Task data section start
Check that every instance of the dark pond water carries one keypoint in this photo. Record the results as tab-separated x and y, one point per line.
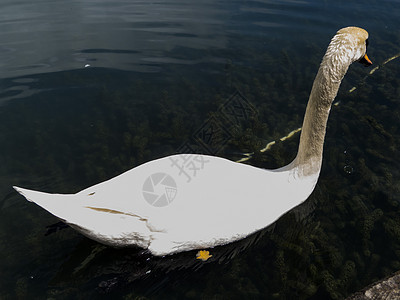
89	89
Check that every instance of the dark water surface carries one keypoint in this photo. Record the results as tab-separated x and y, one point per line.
89	89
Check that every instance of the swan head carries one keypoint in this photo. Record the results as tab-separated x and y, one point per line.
349	45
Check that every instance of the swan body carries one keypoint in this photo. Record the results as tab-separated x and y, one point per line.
191	201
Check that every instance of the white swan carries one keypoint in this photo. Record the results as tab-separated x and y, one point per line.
185	202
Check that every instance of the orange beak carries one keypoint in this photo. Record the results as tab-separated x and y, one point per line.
365	60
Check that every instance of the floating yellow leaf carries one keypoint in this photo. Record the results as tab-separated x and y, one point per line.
203	255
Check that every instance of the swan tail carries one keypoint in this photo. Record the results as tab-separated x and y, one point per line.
56	204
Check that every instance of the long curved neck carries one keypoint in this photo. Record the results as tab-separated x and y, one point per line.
325	88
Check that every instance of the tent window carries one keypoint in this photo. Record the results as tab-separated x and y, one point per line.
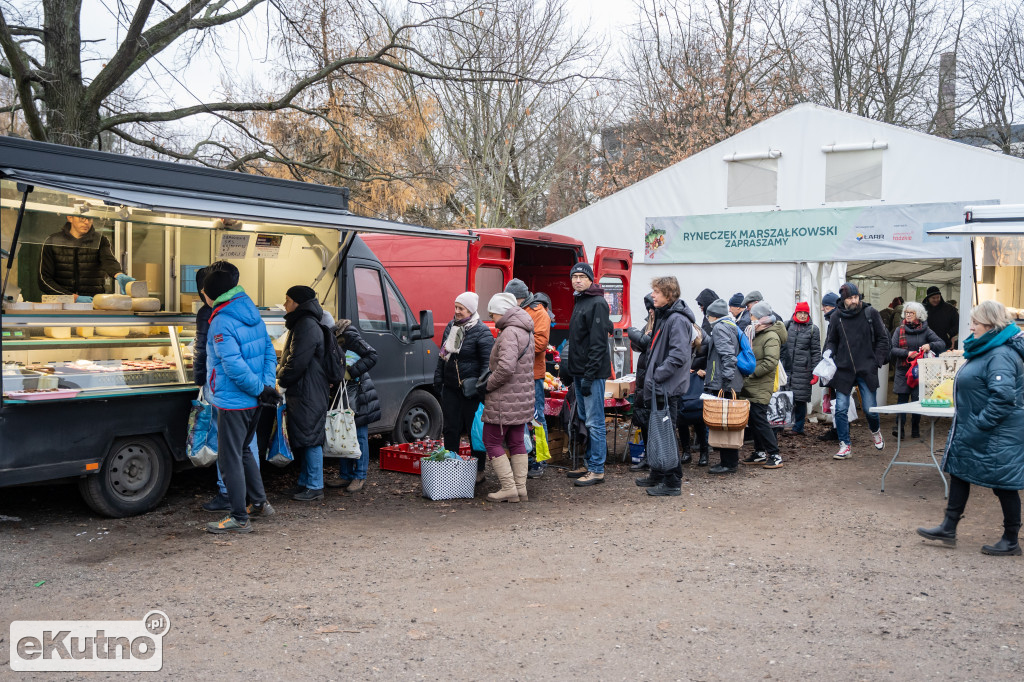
853	176
753	182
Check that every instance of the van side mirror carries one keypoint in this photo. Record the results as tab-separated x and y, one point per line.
425	330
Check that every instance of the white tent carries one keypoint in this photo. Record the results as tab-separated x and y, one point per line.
879	185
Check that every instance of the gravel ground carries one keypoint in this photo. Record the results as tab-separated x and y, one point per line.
782	573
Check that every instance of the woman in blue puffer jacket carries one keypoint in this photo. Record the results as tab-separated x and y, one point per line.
986	441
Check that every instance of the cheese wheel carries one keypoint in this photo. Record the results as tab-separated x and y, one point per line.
113	331
112	302
145	304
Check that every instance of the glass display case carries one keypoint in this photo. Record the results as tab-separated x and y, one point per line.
79	355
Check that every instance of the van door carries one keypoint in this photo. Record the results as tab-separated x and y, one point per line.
491	259
612	268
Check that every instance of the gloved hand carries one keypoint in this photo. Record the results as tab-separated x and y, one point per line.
269	397
123	281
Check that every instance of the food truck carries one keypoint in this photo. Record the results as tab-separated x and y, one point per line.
100	390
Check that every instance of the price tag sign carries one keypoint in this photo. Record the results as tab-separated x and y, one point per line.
232	246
Task data section end
-- To do --
Please transcribe all of the records above exactly, leaving out any pictures.

-- Solution to this exercise --
Check that every instance of the dark pond water carries one keypoint in this photo. Record the results as tab-separated x and y, one point per line.
89	89
Check that every instance of the dark water surface carries one keypoint in this photo. Record the results as tab-separated x and y, one point per line.
89	89
Check that every instance of the swan head carries one keypoint in this photo. Record the results as tab-separated x and y, one point per line.
349	45
Check that every instance of the swan body carries one keypoint in this photo. Record the results as tab-separated x and y, one point per line.
191	201
Check that every instance of the white swan carries one keypoint in this photo. Record the results as tab-separated x and y, one point per line.
185	202
Check that every instance of the orange beak carries one keypoint in this photo. Record the results as tab-separated x and y, one point per line.
365	60
Check that every instance of the floating yellow leaf carries one keypoint in this photo. Record the results as tab-separated x and y, one point per line.
203	255
Check that every instance of the swan tail carries one keypoint in this photo. Record the results as tab-separated x and y, one point per line.
56	204
Check that every instance of the long curved neck carries one keypoint in this photo. Record the results as tab-separated x and y, one point per line.
325	88
Check that every instance of the tent window carries one keypoint in this photo. Record the results as tab-separated x and y, one point per line.
853	176
753	182
Check that every instance of the van side mirror carries one keypoint in this photo. Record the results as tab-separated x and y, one point per line.
425	330
Check that every instance of the white tent carries one keypoint in this photo. Record the results as tab-separated x and y, one point per line.
879	185
Check that every instance of the gravel ground carries one keypoint in this photo. Record the results as tab-separated x and y, one point per line.
782	573
Check that every instance of the woman in blue puffer jacket carries one keypoint in this photo. Record the results as tab-separated x and y, one point per line.
986	441
Check that every instance of the cheese wheel carries one keypoint in this photo. Record the results as tab-separated x and y, one point per line.
113	331
112	302
145	304
Check that every instance of the glass display case carries one keypoint in this photo. Record the results as tab-separated x and y, one point per line.
79	355
Check that every instance of the van door carries one keypoint in this photo. Record the results as tab-separated x and y, one point per line.
491	259
612	268
Check that every instance of the gloved hand carries one keypoint in this photo. Record the results as tab-separated x and y, one point per line.
269	397
123	281
Check that every instance of the food truck carries one keypoint in this photo. Record the results as tab-separated x and y, one point per line.
100	390
Check that every instance of the price tag sign carries one keypoint in this photo. Record the results as tab-separated x and y, one point per line.
232	246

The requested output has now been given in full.